KLIPPING ALBUM PERJUANGAN
KISAH – KISAH PERJUANGAN AREK
SUROBOYO (1)
KLIPING RADAR SURABAYA, Jum’at 17 Agustus 2001
Hari Ini, 56
Tahun yang lalu (1)
Surabaya Masih Lengang,
Setelah Itu Rebutan Karabinj
Hari ini, 56 tahun yang lalu, saat
pekik merdeka susul menyusul mengiringi pembacaan naskah proklamasi oleh
Dwitunggal Soekarno-Hatta, Surabaya ternyata masih senyap. Yang ada hanya satu
dua letusan bedil, namun pekik di Jakarta itu memompa keberanian Arek-Arek
Suroboyo yang akhirnya melucuti tentara Jepang. Inilah pengalaman salah satu
saksi hidup peristiwa bersejarah itu Amak Altuwy (74) yang mantan anggota
Pemuda Republik Indonesia (PRI) Surabaya.
KALAU
sekarang arek Suroboyo dikenal dengan
boneknya, ternyata bibitnya sudah muncul sejak dulu. Seperti penuturan Amak
pada RADAR, sejak mengetahui Indonesia Merdeka, maka arek-arek Suroboyo langsung bangkit semangatnya untuk melawan
penjajah negaranya.
“Memang
pada sehari menjelang proklamasi sampai pada beberapa minggu sesudahnya,
suasana Surabaya masih tenang-tenang saja. Maklum saja, waktu itu belum banyak
yang tahu soal proklamasi di Jakarta. Namun, kira-kira sebulan berikutnya
ketika arek-arek sudah tahu semua, kami langsung bergerak melucuti senjata
Jepang,” ujar Amak.

● ● ● ● ●

→ **Permintaan 1**
Tolong tulis ulang entri dari awal sampai baris yang memuat "Target: ribbed suitcase shell", dengan mengganti "ribbed suitcase shell" menjadi "hard suitcase shell" dan membiarkan bagian lain tetap sama. Gambar tidak perlu disertakan dalam jawaban.

● ● ● ● ●

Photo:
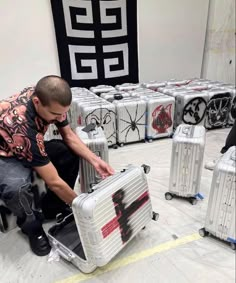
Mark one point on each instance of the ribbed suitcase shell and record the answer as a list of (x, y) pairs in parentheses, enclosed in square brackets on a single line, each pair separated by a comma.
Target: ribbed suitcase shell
[(186, 160), (97, 143), (220, 217), (131, 119), (108, 219)]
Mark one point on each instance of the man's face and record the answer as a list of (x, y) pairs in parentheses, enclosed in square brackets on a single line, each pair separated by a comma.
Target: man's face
[(52, 113)]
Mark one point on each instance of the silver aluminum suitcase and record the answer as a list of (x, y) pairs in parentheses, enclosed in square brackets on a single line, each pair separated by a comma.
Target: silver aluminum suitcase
[(105, 220), (131, 120), (96, 141), (220, 217), (186, 162), (218, 108)]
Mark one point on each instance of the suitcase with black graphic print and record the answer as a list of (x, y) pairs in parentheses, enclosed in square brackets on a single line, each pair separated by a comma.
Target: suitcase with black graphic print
[(127, 86), (159, 116), (131, 120), (96, 141), (103, 114), (190, 108), (114, 95), (153, 85), (218, 108), (220, 216), (105, 221), (186, 162), (101, 89)]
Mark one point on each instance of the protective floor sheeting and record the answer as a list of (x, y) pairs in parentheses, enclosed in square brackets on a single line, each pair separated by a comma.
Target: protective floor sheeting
[(167, 251)]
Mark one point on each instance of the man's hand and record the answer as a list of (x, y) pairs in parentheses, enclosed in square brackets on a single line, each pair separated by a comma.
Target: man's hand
[(103, 169)]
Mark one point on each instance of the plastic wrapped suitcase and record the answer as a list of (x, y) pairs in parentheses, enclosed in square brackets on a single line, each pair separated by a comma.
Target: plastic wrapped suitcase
[(105, 220), (102, 114), (154, 85), (220, 217), (114, 95), (218, 108), (159, 116), (96, 141), (131, 120), (186, 162), (101, 89), (127, 86)]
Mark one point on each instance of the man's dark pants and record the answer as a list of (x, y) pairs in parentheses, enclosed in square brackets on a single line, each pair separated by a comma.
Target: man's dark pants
[(18, 194)]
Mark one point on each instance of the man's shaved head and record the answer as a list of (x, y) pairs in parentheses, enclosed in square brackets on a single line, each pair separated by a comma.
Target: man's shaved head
[(53, 89)]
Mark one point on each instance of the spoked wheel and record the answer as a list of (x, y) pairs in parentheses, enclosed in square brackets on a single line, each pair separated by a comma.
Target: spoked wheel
[(168, 196)]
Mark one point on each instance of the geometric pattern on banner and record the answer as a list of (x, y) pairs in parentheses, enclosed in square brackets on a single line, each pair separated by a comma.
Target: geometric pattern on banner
[(96, 41)]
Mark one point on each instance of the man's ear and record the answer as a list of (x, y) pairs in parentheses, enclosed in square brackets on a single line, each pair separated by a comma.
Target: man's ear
[(35, 100)]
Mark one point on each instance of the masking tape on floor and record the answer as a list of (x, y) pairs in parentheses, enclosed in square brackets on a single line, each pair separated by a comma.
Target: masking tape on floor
[(132, 258)]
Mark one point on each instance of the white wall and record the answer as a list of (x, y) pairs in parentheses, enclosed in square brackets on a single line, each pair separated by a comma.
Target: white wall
[(219, 55), (171, 37), (28, 46)]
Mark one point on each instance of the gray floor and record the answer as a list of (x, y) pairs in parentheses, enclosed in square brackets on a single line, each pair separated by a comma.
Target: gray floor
[(169, 250)]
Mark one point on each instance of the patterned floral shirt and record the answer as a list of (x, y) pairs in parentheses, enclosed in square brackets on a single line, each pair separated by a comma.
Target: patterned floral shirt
[(22, 130)]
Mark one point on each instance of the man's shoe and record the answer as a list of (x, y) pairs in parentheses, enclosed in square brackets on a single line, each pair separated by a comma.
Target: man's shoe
[(39, 244)]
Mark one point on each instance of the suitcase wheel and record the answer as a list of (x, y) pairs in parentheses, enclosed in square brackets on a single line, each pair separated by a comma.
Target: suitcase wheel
[(146, 168), (168, 196), (203, 232), (155, 216), (193, 201)]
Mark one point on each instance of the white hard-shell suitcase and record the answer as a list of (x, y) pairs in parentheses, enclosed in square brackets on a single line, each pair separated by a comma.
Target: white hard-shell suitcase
[(96, 141), (186, 162), (101, 89), (191, 108), (131, 120), (220, 216), (105, 220), (159, 116)]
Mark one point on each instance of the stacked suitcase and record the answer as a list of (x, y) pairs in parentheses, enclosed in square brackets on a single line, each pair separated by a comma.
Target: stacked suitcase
[(105, 221), (220, 217), (131, 120), (186, 162), (89, 108), (96, 141)]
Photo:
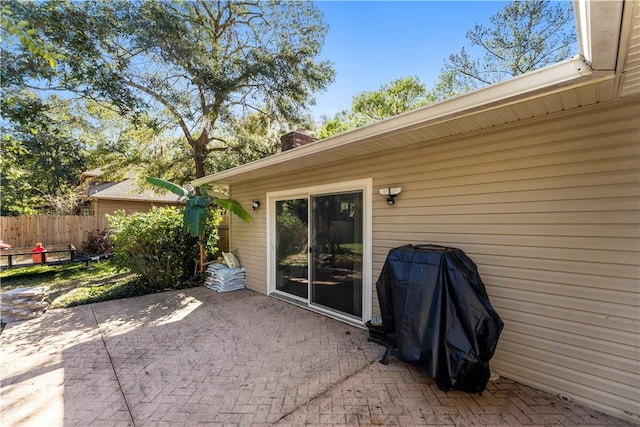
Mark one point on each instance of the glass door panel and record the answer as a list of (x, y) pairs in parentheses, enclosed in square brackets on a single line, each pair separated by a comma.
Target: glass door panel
[(292, 264), (336, 252)]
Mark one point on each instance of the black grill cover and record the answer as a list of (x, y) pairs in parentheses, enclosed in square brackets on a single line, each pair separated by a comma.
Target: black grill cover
[(436, 314)]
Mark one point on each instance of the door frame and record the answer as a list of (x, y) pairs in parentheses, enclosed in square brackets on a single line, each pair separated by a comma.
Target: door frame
[(364, 185)]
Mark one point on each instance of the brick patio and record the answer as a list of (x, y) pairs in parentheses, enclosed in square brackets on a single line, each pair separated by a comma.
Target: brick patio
[(197, 357)]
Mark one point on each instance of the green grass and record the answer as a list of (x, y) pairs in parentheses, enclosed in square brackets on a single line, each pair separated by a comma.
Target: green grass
[(71, 285)]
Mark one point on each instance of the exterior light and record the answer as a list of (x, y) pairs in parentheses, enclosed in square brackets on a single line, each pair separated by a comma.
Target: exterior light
[(391, 193)]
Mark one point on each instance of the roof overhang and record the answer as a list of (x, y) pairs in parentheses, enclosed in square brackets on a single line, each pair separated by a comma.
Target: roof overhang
[(445, 118)]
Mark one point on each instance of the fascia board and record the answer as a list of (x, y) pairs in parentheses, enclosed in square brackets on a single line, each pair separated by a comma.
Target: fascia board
[(560, 74)]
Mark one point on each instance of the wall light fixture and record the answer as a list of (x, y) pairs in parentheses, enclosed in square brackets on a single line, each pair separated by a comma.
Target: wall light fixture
[(391, 193)]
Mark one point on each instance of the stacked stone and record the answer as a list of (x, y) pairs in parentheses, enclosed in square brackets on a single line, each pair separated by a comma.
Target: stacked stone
[(222, 278)]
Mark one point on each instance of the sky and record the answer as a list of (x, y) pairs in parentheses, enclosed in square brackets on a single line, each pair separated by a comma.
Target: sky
[(372, 43)]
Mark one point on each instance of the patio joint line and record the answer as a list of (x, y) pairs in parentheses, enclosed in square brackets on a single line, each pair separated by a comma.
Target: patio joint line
[(325, 391), (115, 373)]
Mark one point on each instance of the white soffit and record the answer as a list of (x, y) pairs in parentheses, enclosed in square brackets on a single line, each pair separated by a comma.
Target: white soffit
[(599, 26), (360, 141), (628, 68)]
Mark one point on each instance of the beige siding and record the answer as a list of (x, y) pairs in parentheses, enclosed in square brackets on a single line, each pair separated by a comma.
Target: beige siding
[(548, 209)]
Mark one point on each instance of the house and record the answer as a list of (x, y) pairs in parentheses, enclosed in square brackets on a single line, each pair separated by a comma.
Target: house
[(535, 178), (106, 197)]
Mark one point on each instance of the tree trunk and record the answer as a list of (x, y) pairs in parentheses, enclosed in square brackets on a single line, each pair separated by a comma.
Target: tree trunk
[(200, 153)]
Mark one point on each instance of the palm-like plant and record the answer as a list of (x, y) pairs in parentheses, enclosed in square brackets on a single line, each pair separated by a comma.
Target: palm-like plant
[(195, 211)]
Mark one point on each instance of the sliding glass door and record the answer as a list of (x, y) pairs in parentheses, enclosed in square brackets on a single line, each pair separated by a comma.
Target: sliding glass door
[(291, 248), (336, 252), (318, 257)]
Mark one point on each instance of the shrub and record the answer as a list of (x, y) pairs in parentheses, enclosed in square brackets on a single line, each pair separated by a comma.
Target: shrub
[(97, 242), (156, 246)]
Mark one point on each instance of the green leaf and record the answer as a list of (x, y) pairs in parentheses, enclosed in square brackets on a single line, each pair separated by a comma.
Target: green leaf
[(195, 215), (169, 186), (235, 208)]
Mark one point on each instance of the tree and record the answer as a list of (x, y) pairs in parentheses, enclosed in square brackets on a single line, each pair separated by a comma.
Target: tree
[(397, 97), (524, 36), (46, 157), (199, 62)]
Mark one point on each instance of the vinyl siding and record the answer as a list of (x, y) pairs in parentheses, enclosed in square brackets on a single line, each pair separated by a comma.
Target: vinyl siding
[(549, 209)]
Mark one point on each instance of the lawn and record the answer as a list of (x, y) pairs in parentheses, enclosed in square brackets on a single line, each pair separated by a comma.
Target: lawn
[(71, 285)]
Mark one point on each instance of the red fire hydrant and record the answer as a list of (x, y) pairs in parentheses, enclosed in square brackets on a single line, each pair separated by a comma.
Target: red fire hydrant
[(37, 256)]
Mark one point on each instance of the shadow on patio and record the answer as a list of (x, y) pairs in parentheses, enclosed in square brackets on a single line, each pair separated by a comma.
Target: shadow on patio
[(194, 356)]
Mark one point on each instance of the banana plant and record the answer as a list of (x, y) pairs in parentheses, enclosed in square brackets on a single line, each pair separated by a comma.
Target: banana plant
[(195, 211)]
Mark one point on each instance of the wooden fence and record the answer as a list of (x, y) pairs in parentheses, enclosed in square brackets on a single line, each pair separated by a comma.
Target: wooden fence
[(26, 231)]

● ● ● ● ●

→ **Permintaan 2**
Salin dengan persis bagian kliping tentang perjuangan Arek Suroboyo, mulai dari "KLIPING RADAR SURABAYA, Jum’at" sampai "Indonesia (PRI) Surabaya.".

→ **Hasil Tugas 1**
Photo:
Mark one point on each instance of the hard suitcase shell and record the answer as a list of (x, y) pairs in parentheses, enclosed in square brackets on a single line, each pair separated by a comma.
Target: hard suitcase shell

→ **Hasil Tugas 2**
KLIPING RADAR SURABAYA, Jum’at 17 Agustus 2001
Hari Ini, 56
Tahun yang lalu (1)
Surabaya Masih Lengang,
Setelah Itu Rebutan Karabinj
Hari ini, 56 tahun yang lalu, saat
pekik merdeka susul menyusul mengiringi pembacaan naskah proklamasi oleh
Dwitunggal Soekarno-Hatta, Surabaya ternyata masih senyap. Yang ada hanya satu
dua letusan bedil, namun pekik di Jakarta itu memompa keberanian Arek-Arek
Suroboyo yang akhirnya melucuti tentara Jepang. Inilah pengalaman salah satu
saksi hidup peristiwa bersejarah itu Amak Altuwy (74) yang mantan anggota
Pemuda Republik Indonesia (PRI) Surabaya.